**** 数据集 ****
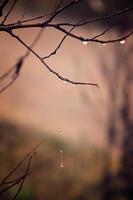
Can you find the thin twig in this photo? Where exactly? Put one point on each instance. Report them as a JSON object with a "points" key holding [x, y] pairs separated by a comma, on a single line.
{"points": [[10, 10], [49, 68]]}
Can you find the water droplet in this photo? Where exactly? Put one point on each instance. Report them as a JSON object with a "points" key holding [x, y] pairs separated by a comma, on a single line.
{"points": [[61, 164], [85, 42], [122, 41]]}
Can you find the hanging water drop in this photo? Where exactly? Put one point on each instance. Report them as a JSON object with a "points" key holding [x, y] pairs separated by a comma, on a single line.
{"points": [[61, 159], [61, 164], [122, 41], [85, 42]]}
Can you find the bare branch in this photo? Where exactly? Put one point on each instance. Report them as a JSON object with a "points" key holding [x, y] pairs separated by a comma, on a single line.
{"points": [[111, 16]]}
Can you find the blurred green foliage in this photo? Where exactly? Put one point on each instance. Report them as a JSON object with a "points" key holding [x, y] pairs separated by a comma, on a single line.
{"points": [[79, 179]]}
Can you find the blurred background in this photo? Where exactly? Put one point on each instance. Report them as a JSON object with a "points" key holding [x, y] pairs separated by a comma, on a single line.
{"points": [[93, 126]]}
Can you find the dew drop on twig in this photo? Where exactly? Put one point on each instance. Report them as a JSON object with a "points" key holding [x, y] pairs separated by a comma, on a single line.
{"points": [[84, 42], [122, 41]]}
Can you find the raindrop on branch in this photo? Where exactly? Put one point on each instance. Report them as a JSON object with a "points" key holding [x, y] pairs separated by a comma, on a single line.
{"points": [[122, 41], [84, 42], [61, 159]]}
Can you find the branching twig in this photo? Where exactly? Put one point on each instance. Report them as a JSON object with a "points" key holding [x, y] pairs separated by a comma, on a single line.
{"points": [[48, 67], [5, 2]]}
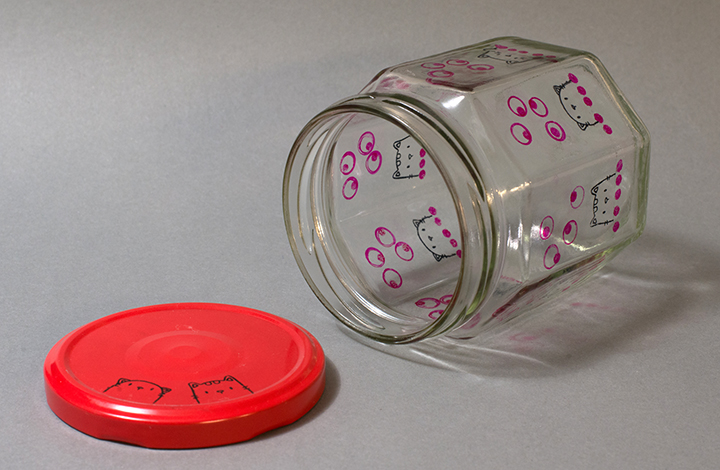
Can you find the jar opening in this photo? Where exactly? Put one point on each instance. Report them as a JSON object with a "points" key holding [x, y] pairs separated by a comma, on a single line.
{"points": [[380, 221]]}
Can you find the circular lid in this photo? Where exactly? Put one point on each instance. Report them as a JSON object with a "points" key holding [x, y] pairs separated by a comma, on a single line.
{"points": [[184, 375]]}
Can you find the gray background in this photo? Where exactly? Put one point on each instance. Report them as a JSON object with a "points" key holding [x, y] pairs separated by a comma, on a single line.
{"points": [[142, 147]]}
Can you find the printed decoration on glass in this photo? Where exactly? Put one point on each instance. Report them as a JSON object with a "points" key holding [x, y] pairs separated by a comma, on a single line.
{"points": [[512, 55], [390, 246], [349, 163], [138, 391], [578, 104], [606, 199], [436, 306], [393, 82], [454, 70], [605, 210], [435, 237], [530, 111], [409, 159]]}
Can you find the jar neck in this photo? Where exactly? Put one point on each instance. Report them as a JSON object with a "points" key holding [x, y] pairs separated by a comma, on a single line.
{"points": [[323, 256]]}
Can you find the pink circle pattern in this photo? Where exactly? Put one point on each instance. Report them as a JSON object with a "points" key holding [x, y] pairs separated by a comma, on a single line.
{"points": [[376, 258], [366, 147], [520, 132], [438, 73], [431, 303]]}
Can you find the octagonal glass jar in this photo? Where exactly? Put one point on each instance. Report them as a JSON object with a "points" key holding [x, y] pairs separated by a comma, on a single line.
{"points": [[456, 192]]}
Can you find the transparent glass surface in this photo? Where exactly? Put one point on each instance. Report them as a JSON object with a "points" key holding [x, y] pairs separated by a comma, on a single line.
{"points": [[460, 190]]}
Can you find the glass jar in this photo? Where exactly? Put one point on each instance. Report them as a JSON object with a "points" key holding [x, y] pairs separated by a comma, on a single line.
{"points": [[458, 191]]}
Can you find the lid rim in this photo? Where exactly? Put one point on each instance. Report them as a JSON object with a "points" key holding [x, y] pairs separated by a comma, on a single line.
{"points": [[284, 401]]}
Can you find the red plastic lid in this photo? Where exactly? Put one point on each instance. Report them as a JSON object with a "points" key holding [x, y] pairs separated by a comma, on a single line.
{"points": [[184, 375]]}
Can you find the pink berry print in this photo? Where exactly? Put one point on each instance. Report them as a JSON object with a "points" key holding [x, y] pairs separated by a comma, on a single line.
{"points": [[347, 163], [375, 257], [538, 107], [441, 74], [555, 130], [570, 232], [517, 106], [480, 67], [384, 237], [373, 162], [577, 196], [350, 188], [521, 134], [552, 256], [366, 143], [392, 278], [520, 131], [546, 227], [435, 314], [403, 251], [427, 302]]}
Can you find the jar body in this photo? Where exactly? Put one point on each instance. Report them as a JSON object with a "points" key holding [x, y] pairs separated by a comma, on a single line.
{"points": [[457, 191]]}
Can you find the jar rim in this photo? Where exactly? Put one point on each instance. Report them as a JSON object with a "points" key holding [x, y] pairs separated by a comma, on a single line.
{"points": [[313, 248]]}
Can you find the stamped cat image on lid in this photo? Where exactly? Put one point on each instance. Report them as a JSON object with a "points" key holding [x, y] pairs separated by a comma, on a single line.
{"points": [[187, 375]]}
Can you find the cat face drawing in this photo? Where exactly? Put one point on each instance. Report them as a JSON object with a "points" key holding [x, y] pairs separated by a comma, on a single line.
{"points": [[505, 54], [218, 390], [436, 238], [605, 196], [138, 391], [409, 159], [576, 103]]}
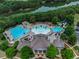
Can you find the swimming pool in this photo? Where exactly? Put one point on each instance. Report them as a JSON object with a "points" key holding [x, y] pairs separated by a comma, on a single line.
{"points": [[57, 29], [18, 32], [40, 29]]}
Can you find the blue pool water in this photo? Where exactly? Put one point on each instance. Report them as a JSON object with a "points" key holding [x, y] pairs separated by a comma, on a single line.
{"points": [[18, 32], [56, 29], [41, 29]]}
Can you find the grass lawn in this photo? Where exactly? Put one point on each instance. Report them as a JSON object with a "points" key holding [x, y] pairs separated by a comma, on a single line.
{"points": [[2, 54], [76, 18]]}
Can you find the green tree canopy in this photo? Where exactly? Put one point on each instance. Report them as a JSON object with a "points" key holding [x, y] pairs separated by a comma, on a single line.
{"points": [[11, 52], [51, 52], [69, 30], [55, 20], [4, 45], [72, 39], [67, 53], [26, 52]]}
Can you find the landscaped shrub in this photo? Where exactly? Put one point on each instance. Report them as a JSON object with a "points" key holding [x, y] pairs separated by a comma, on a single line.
{"points": [[67, 53], [26, 53], [51, 52], [11, 52], [15, 44], [4, 45]]}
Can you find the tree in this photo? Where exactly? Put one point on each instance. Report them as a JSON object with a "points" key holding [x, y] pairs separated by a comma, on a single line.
{"points": [[69, 30], [26, 52], [51, 52], [64, 37], [11, 52], [4, 45], [55, 20], [67, 53], [70, 19], [72, 39], [15, 44]]}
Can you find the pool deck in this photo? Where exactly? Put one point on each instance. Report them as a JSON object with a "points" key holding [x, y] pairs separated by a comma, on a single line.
{"points": [[28, 25]]}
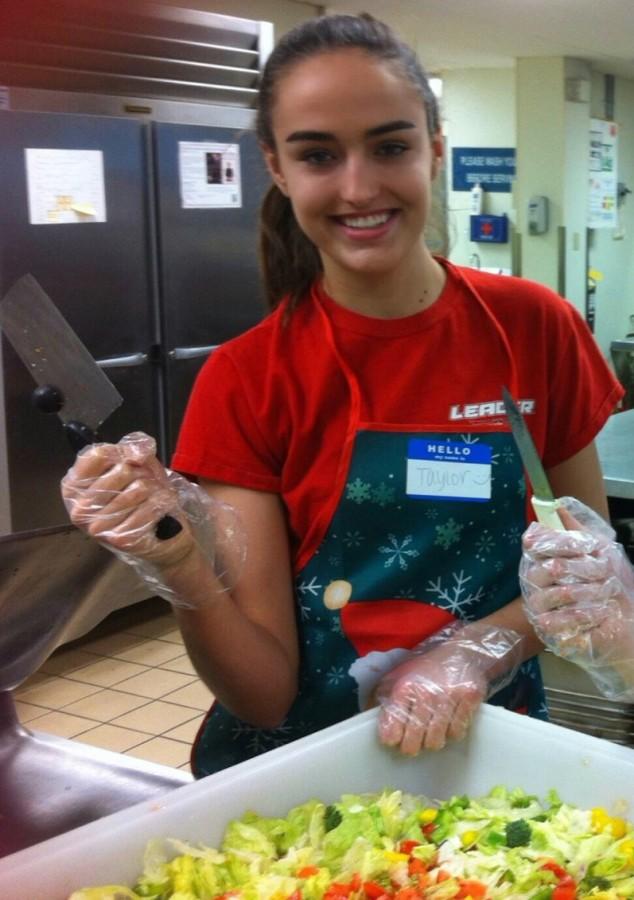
****
任务:
把从包含“Can you find the landscaped”的那一行起直到数据末尾的所有行重新写出，并将答案中的每个坐标数值乘以1.45，四舍五入为整数（0.5向上进位），图片不要写进去。

解答:
Can you find the landscaped shrub in this photo? Where exactly? Put one point on each instance. Report them as a JSON object with a "points" key holding [x, y] pairs separated by a comma, on a single line.
{"points": [[97, 77], [38, 77], [74, 75], [16, 75], [22, 64], [6, 65]]}
Can you find the tree in this photo? Where exactly? Put one point on each instance. Report them as a JSON object with a "points" key holding [x, y] pairs separated by a comma, on a single line.
{"points": [[100, 44], [38, 75], [74, 75], [93, 54], [16, 75], [6, 65], [80, 29], [97, 77], [102, 28], [104, 57], [22, 64]]}
Can you find the pool deck in this photo? Where exactly? Put one point on each instance. Report them as a JSON object with a "points" key holding [x, y] pairs separated by a comma, on a single line.
{"points": [[41, 36]]}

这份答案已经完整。